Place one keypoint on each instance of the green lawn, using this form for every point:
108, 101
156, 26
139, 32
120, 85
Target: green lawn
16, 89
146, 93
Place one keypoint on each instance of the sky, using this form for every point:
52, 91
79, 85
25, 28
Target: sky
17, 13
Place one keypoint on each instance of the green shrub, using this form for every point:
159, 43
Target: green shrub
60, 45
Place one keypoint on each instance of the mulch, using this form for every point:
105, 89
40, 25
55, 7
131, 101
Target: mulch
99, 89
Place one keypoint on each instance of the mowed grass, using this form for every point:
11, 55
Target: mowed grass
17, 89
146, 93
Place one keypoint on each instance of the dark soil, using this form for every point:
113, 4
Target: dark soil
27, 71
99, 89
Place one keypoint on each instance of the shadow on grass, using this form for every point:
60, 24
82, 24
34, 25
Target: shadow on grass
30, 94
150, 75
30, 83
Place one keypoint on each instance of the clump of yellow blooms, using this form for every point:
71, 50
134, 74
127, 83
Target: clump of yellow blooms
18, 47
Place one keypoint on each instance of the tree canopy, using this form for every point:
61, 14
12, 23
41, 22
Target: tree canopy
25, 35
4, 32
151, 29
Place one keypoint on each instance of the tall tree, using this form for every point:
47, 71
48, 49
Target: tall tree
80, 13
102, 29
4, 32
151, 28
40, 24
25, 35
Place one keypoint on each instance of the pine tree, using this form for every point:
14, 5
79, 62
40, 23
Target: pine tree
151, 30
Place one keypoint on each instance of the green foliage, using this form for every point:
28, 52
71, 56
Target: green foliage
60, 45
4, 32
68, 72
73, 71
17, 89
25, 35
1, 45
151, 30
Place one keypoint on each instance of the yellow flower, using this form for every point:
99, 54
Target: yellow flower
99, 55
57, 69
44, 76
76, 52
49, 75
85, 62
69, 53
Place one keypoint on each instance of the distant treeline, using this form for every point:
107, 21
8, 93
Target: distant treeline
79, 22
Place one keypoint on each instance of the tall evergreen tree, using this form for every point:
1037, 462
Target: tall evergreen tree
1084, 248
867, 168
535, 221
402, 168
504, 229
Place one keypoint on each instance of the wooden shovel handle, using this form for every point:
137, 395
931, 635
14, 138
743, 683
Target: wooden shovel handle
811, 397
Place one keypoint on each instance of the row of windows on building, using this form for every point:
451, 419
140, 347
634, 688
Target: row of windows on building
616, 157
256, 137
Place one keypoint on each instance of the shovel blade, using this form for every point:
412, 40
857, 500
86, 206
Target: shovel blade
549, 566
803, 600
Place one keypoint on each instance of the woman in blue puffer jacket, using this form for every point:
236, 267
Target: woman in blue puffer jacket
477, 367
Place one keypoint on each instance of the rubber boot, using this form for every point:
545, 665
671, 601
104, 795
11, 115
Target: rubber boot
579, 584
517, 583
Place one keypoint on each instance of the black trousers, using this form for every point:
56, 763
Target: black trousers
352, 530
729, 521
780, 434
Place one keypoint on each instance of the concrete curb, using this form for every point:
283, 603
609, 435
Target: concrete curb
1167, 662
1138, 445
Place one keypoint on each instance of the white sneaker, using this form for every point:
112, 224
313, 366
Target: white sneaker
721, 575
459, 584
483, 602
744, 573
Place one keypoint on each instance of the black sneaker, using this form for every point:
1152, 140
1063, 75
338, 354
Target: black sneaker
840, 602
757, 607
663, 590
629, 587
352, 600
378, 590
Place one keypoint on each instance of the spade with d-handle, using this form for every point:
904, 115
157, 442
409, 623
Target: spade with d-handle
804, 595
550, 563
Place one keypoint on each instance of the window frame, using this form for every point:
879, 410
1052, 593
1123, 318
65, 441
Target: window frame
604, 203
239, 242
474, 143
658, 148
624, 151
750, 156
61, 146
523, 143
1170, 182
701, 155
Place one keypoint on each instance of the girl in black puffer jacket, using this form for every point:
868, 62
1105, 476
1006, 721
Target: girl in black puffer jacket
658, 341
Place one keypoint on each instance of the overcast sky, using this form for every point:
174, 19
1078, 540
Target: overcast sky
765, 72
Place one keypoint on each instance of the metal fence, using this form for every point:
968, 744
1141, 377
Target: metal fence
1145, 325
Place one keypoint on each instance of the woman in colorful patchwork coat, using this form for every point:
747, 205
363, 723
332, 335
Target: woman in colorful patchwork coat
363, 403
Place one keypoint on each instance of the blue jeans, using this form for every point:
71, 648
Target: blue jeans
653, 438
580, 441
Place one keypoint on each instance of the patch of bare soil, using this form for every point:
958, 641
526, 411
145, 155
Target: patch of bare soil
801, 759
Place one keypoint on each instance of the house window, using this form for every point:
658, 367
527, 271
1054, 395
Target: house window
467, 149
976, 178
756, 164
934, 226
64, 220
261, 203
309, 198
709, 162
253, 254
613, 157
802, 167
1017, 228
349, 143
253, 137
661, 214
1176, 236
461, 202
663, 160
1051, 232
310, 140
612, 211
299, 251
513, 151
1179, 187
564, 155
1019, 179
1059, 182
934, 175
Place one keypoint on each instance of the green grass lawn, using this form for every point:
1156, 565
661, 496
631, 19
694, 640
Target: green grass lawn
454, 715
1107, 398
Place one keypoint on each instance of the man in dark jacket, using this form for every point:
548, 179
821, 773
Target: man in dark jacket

------------------------------------

## [STATED TASK]
Please repeat the material above, word for word and in full.

## [FINAL RESULT]
Place one keypoint on each instance of the green lawn, using this form for every point:
108, 101
156, 26
139, 32
120, 85
Target: green lawn
16, 89
146, 93
Place one keypoint on each instance of the sky, using this form for every point:
52, 91
79, 85
25, 28
Target: sky
17, 13
Place one keypoint on each instance of the green shrub, using this form for every point:
159, 43
Target: green shrub
60, 45
Place one keypoint on each instance of the mulch, using this form for every point:
105, 89
40, 25
55, 7
131, 101
Target: mulch
99, 89
Place one keypoint on each instance of the mowed grass, using this form for every point:
11, 55
Target: mowed grass
17, 89
146, 93
Place one keypoint on each instance of the dark soil, using this form for every point:
113, 4
Target: dark soil
27, 71
99, 89
Place one keypoint on each instance of the shadow on grass, using this form for every point:
60, 24
82, 24
34, 25
Target: shadow on grass
30, 94
150, 75
30, 83
Place one keypoint on each instance of the clump of yellow blooms, using this form for every point:
71, 50
134, 74
127, 83
Target: clump of yellow blooms
18, 47
Place one keypoint on each instance of the tree canopy, using this form for every point:
61, 14
12, 23
41, 22
Target: tree canopy
25, 35
4, 32
151, 29
Place one keypoint on each instance of the tall tree, using this form for every point:
47, 71
48, 49
Target: tall tree
80, 13
102, 29
4, 32
151, 28
40, 24
25, 35
Place one keypoint on each instance of the pine tree, using this form for every point:
14, 5
79, 62
40, 23
Target: pine tree
151, 30
Place one keypoint on each instance of the green foliage, using this form for every point:
28, 52
71, 56
Target: green foliage
60, 45
4, 32
68, 72
73, 71
17, 89
25, 35
1, 45
151, 30
Place one keypoint on each instance of the yellow flower, using this form for every point:
99, 54
Target: yellow flower
99, 55
57, 69
44, 76
76, 52
49, 75
85, 62
69, 53
Place one keypoint on each instance of the distant treeline, using this form for every point:
107, 21
8, 93
Target: distant treeline
79, 22
Place one keypoint on each instance of the tall evergreen tree, using this form for every point:
1037, 462
Target: tall evergreen tree
1084, 248
867, 168
535, 221
402, 168
504, 229
Place one keypoint on each instance of the wooden shovel handle, using this form for every point:
137, 395
931, 635
14, 138
743, 683
Target: wooden shovel handle
811, 397
Place one keypoint on each instance of the row of windows on building, using this form for every point:
451, 419
140, 347
634, 688
Target: row of windows on building
616, 157
256, 137
Place one keypoint on each instance of the shovel blade, using this form for every point:
412, 40
857, 500
86, 206
Target: shovel blade
549, 566
803, 600
Place one keypoint on each instance of the woman in blue puffer jacket, using this form for every point:
236, 267
Target: woman in blue puffer jacket
477, 367
Place one keypoint on each instance of the rubber boot, using this form for every point:
545, 665
671, 601
104, 795
11, 115
Target: rubber boot
579, 584
517, 583
Place one keypoint on each instance of the black trousers, using this form for every point:
56, 763
Target: black trousers
352, 530
729, 521
780, 434
Place one keypoint on each instance of the concrete curb, using this form for every point:
283, 603
609, 435
Target: concrete curb
1167, 662
1138, 445
Place one keypoint on each instance of the white sneaker, using this form for every point:
112, 224
313, 366
Target: white sneaker
721, 575
459, 584
483, 602
744, 573
Place one keypoint on each instance of the black sneaker, using this form for every point:
1152, 140
1063, 75
338, 354
Target: black sneaker
840, 602
757, 607
663, 590
629, 587
352, 600
378, 590
Place one keypoint on each instance of the spade with d-handle, using this form for every point:
904, 115
157, 442
409, 623
Target: spade with d-handle
804, 595
550, 563
Place one keypoint on each instance of the window frame, using this form for every point:
879, 410
1052, 593
1123, 318
65, 441
Target: window frame
604, 203
239, 242
474, 143
658, 148
624, 151
750, 156
61, 146
523, 143
1170, 182
701, 155
Place one keypoint on each instance of the girl in black puffer jacket, using this form for every point:
868, 62
1105, 476
1006, 721
Target: girl in black puffer jacket
658, 341
Place one keypoint on each instance of the overcast sky, using this form for every point:
174, 19
1078, 540
Target: overcast sky
765, 72
Place one keypoint on each instance of the metal fence, using this form for every point:
968, 744
1141, 377
Target: metal fence
1145, 325
Place one keypoint on each instance of the woman in colorful patchwork coat, using this form for every point:
747, 205
363, 723
332, 335
Target: woman in colorful patchwork coat
363, 403
Place one keypoint on each instance of the blue jeans, using this form for every point:
71, 648
Target: blue jeans
653, 438
580, 441
Place one keypoint on each instance of the patch of bare soil, using this form for every point:
958, 641
526, 411
145, 155
Target: patch of bare soil
801, 759
Place one keypoint on each instance of the house window, using this form for every point:
658, 367
527, 271
1054, 395
Target: house window
467, 149
976, 178
756, 164
934, 226
64, 220
261, 203
309, 198
709, 162
253, 254
613, 157
802, 167
1017, 228
349, 143
253, 137
661, 214
1176, 236
461, 202
663, 160
1051, 232
310, 140
612, 211
299, 251
513, 151
1179, 187
564, 155
1019, 179
1059, 182
934, 175
Place one keypoint on each instance of the green grass lawn, using this form for every point:
1156, 565
661, 496
631, 19
694, 640
Target: green grass lawn
454, 715
1107, 398
Place one keypoint on each instance of the man in dark jacket, using this form for every point:
548, 179
821, 773
Target: man in dark jacket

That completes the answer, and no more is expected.